Task to carry out.
Rewrite the lines below from the one containing "Task: Could you identify the white headband" through the one containing "<point>389,65</point>", replacing "white headband" with "gray headband" and keeping everything else unchanged.

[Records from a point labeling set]
--- START ---
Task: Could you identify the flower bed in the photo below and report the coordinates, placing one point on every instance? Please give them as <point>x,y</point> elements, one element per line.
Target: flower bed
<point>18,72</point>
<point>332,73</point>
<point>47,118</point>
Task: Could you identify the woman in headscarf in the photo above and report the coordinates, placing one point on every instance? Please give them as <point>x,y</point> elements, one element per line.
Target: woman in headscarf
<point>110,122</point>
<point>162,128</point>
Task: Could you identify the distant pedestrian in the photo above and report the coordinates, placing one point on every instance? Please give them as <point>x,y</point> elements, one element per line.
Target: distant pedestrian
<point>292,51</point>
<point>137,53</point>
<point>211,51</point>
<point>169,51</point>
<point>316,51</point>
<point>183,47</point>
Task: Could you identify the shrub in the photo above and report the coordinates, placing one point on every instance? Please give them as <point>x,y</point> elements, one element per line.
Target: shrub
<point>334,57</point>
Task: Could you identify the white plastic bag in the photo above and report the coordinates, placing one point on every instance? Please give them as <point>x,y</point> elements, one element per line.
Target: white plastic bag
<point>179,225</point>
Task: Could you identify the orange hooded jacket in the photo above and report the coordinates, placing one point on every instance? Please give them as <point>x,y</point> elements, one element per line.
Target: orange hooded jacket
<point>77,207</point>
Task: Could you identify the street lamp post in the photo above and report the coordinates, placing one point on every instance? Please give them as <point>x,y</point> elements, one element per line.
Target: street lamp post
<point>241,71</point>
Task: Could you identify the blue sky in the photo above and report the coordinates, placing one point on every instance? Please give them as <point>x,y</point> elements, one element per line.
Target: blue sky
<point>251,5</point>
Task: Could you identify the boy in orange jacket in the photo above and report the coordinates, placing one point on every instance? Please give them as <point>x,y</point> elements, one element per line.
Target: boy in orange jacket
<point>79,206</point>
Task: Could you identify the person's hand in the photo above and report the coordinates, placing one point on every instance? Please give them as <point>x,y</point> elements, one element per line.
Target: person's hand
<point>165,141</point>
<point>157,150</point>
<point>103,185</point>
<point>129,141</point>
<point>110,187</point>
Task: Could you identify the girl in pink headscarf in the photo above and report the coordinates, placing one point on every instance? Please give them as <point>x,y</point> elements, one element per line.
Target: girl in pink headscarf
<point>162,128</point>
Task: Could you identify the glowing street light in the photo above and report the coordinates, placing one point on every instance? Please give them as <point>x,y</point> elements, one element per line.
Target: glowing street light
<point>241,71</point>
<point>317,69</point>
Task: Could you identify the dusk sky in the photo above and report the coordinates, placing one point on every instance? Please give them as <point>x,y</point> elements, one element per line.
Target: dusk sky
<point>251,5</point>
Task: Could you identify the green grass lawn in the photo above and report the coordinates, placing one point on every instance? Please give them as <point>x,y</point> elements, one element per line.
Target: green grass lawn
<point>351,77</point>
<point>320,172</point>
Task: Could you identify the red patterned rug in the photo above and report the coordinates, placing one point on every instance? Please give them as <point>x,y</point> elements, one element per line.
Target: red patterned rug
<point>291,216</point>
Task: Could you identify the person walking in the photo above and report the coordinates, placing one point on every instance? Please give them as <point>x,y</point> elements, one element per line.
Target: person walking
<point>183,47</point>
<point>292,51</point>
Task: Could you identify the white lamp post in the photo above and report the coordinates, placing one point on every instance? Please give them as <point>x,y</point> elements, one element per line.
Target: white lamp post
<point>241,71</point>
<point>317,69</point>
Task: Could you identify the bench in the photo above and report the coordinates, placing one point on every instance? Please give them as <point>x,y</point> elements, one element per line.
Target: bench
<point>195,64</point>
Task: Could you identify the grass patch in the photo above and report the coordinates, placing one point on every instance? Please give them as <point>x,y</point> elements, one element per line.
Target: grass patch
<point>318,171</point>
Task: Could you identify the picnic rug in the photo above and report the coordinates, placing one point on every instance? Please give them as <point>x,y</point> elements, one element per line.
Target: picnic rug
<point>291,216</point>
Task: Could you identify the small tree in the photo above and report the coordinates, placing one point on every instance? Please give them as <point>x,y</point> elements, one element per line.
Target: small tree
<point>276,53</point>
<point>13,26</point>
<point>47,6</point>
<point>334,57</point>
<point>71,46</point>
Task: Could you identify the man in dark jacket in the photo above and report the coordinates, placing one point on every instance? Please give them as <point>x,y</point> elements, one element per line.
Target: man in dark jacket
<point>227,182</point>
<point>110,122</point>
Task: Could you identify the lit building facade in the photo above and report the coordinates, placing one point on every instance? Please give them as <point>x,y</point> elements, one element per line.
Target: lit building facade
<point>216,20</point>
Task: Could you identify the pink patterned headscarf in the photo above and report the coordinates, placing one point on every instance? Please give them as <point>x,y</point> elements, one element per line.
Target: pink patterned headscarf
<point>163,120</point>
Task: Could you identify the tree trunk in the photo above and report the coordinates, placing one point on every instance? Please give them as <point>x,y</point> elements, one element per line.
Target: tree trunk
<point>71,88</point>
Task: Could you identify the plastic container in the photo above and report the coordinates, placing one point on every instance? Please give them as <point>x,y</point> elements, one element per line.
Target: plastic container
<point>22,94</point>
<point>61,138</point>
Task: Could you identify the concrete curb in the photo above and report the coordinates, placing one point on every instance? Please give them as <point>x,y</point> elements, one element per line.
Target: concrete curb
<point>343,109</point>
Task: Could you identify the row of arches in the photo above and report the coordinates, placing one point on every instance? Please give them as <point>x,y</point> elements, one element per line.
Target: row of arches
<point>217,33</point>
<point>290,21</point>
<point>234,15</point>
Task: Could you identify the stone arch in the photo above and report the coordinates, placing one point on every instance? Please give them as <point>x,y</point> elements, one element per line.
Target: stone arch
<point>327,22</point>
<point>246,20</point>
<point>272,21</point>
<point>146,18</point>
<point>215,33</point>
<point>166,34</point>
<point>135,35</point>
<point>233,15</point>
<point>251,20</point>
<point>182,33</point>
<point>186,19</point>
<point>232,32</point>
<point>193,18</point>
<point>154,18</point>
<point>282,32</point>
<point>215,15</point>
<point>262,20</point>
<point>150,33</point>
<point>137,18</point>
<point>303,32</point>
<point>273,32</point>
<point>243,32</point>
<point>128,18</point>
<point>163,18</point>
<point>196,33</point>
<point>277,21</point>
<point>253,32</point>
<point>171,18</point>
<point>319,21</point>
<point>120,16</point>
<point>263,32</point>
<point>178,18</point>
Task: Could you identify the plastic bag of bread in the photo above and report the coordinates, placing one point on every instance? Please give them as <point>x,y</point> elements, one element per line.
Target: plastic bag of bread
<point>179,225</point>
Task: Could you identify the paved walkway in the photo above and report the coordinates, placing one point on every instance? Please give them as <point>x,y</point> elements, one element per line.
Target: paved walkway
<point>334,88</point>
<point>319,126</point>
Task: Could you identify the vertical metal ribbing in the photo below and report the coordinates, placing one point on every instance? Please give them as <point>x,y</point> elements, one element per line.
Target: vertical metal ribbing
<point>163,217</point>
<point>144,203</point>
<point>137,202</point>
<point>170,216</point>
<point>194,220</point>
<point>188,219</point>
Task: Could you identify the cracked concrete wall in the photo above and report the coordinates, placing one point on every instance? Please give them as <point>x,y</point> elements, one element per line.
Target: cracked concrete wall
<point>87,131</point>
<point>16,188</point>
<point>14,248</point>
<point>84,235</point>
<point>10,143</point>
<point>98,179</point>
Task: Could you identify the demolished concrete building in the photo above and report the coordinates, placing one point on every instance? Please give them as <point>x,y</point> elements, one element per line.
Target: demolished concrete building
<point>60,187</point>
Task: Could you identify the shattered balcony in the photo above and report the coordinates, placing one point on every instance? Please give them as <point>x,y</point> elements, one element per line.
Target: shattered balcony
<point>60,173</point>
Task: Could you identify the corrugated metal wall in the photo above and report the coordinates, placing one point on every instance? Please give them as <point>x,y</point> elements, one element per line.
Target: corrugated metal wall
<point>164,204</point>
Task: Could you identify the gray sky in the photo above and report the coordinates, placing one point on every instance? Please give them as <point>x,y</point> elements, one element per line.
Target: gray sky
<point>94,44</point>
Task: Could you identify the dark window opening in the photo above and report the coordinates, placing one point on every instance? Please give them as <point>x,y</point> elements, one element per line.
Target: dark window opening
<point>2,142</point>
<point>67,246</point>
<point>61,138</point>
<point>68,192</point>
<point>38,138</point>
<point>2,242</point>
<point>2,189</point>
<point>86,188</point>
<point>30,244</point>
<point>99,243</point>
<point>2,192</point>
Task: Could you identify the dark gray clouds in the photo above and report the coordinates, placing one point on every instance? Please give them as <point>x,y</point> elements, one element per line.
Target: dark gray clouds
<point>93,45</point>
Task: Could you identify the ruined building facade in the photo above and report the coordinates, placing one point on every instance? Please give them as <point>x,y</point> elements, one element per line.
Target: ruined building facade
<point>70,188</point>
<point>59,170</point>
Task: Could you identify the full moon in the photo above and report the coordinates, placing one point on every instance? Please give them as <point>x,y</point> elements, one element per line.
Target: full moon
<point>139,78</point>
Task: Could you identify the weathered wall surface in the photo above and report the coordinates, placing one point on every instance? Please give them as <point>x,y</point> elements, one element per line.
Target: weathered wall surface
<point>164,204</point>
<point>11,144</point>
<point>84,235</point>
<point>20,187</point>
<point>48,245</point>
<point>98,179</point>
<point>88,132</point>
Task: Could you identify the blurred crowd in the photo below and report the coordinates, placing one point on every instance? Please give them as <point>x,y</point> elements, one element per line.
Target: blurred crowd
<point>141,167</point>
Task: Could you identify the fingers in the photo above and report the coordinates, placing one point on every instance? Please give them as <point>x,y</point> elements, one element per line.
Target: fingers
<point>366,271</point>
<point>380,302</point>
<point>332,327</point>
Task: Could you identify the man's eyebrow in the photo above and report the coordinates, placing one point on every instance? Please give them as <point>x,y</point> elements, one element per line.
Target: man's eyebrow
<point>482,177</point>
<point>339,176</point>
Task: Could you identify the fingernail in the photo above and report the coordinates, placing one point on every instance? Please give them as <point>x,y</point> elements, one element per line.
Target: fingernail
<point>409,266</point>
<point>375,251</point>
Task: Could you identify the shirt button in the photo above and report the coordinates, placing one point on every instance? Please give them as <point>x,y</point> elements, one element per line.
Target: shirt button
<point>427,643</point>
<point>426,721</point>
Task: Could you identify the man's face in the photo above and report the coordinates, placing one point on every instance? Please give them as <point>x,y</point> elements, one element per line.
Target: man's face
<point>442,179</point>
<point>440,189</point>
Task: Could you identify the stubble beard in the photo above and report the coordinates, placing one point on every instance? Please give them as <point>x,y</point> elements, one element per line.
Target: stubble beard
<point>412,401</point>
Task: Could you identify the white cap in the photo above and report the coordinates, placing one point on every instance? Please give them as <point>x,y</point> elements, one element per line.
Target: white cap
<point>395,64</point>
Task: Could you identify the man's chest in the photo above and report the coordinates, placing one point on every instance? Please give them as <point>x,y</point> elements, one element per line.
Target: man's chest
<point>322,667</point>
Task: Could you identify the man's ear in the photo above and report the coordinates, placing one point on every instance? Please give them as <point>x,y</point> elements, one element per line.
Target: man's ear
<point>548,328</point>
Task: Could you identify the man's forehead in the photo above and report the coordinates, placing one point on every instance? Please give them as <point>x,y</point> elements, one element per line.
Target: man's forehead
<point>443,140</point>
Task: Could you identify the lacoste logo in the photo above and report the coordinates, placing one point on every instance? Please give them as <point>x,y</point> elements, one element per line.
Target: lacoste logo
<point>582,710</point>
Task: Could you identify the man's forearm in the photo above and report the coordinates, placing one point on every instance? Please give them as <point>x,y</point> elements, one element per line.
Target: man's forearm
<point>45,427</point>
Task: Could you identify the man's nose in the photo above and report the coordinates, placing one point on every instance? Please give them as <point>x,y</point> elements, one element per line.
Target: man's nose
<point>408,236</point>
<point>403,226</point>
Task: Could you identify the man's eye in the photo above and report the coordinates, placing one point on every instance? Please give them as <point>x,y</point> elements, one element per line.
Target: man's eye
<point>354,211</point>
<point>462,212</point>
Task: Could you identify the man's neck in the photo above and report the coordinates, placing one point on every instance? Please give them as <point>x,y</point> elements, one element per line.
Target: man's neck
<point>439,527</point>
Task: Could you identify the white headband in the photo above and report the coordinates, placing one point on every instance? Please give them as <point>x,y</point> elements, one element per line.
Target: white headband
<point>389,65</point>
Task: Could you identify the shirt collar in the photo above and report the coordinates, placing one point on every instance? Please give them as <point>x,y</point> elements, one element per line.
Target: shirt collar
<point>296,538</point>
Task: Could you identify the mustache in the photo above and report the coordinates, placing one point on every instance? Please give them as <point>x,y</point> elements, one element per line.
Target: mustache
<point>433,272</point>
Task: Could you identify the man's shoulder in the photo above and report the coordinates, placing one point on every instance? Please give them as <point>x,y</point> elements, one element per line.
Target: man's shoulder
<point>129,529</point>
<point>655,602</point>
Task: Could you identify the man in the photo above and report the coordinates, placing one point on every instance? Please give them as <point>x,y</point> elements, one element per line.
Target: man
--- END ---
Complete answer.
Task: Could you identify the gray headband in the photo above and report the coordinates, placing one point on every instance? Please give them as <point>x,y</point> elements, one element per line.
Target: gray headband
<point>389,65</point>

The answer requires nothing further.